WHAT IS BEING ASKED –
Reproduce every line of the listing below word for word, omitting the picture.
* START DATA ENTRIES *
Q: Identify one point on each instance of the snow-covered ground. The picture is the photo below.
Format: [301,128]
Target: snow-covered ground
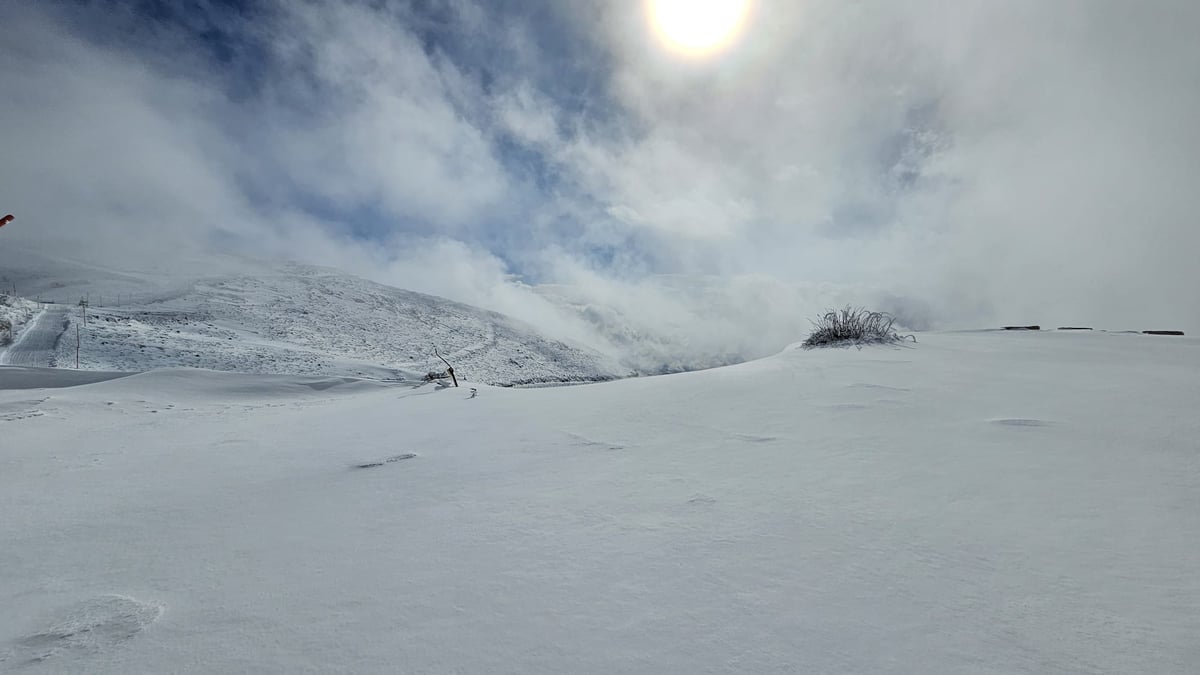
[289,318]
[978,502]
[16,314]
* END DATA ENTRIES *
IN RESPONSE –
Q: Identify one point on each instance of the snow-covered ground. The picture is the photo below.
Format: [301,128]
Target: snow-covered ground
[289,318]
[978,502]
[16,314]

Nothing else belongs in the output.